Page text:

If a short sequence of items is encoded with the expectation of no distraction before recall, as, for example, when a telephone number is looked up for the purpose of dialing, perhaps processing of the items is different from that in the Peterson and Peterson (1959) experiments, and perhaps forgetting is much more rapid than has been demonstrated to date.
Experiments 1 and 2 were similar in most respects to that of Peterson and Peterson (1959, Experiment 1). The most important difference was that subjects were induced to expect rarely or never to be asked to recall after a filled retention interval.
In Experiment 1, each subject experienced a recall test after a filled retention interval only once, near the end of the 20-min experimental session. Most of the remaining trials were set-up trials, in which subjects were required only to maintain items in memory over a 2-sec unfilled interval.
Subjects. The 32 subjects were people in the university community who had responded to notices requesting paid subjects for an experiment on information processing. They were not known by the experimenter and were mostly undergraduates. Some had completed psychology courses.

Record excerpts:
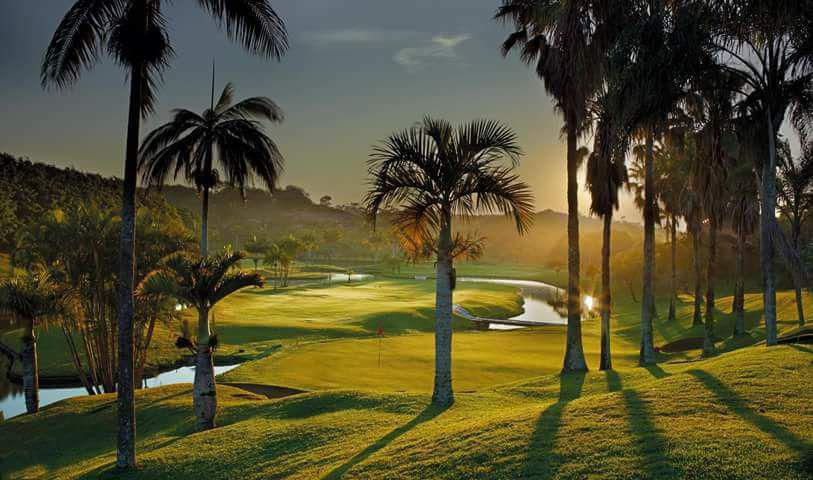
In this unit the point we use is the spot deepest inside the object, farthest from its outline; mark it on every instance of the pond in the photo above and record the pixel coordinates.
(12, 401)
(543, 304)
* * *
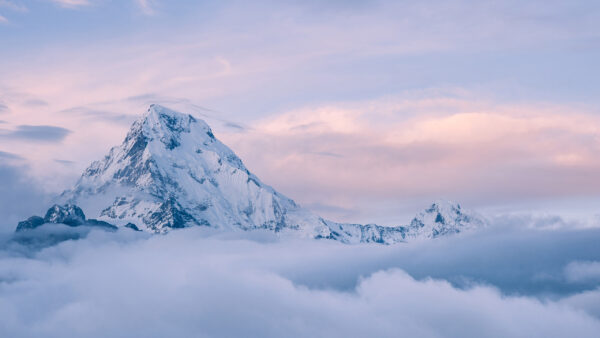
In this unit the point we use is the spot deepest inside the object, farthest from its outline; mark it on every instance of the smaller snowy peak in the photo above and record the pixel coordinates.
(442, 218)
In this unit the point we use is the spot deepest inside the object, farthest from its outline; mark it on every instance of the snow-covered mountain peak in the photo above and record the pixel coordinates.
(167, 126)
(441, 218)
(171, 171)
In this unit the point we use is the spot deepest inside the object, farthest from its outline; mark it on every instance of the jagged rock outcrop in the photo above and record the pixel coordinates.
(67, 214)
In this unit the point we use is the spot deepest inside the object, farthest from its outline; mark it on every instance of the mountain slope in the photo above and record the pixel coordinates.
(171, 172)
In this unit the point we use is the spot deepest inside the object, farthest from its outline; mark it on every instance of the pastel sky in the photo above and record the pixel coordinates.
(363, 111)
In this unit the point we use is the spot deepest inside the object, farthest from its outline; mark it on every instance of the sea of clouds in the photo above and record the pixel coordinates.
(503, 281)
--
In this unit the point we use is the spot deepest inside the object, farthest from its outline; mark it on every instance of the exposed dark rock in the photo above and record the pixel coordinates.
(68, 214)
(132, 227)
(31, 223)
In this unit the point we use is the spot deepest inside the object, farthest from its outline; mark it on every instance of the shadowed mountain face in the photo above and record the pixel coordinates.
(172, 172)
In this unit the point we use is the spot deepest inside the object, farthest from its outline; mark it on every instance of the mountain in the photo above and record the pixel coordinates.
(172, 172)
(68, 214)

Required actions:
1. Count the lines in the entries that contain the string "rock", treating uppercase and lowercase letters as distinct. Give only the number.
2. Go on with the passage about the recall experiments, beginning after its final sentence.

Solved problems:
1. 2

2.
Apparatus and stimuli. Subjects sat in front of a PDP-12A computer, which controlled randomization and presentation of stimuli. The distance between the cathode-ray screen and the subjects' eyes was approximately 75 cm. The height of the uppercase letters forming the stimuli was approximately 8 mm, or 6 deg of visual angle. Subjects' responses were entered via a DECwriter by the experimenter. The trigrams were drawn at random with replacement from the pool of all possible sequences of three different consonants, excluding Y.
Procedure. A random 78% of the 128 experimental trials were maintenance trials (see Figure 1). On maintenance trials, a trigram was presented on the screen for 1 sec. Two seconds later, the message "LETTERS?" appeared on the screen. Subjects had been instructed beforehand to recall aloud, in order, the last three letters they had seen whenever the message "LETTERS?" appeared. Subjects had as much time as they wanted to recall the trigram. (In Figure 1, self-pacing is indicated by a broken horizontal line.)
Figure 1. Procedures in Experiment 1.
A random 17% of the experimental trials were counting trials (see Figure 1). On counting trials, a trigram appeared on the screen for 1 sec, followed immediately by a random three-digit number, from which the subjects had been instructed to count backwards by threes as quickly and accurately as possible. Six seconds after the onset of the digits, the next trial began. The purpose of the counting trials was to familiarize subjects with the task of counting backward. During the 22 practice trials, subjects were reminded to perform as quickly and accurately as possible on the distractor task, especially at the beginning of the distractor period.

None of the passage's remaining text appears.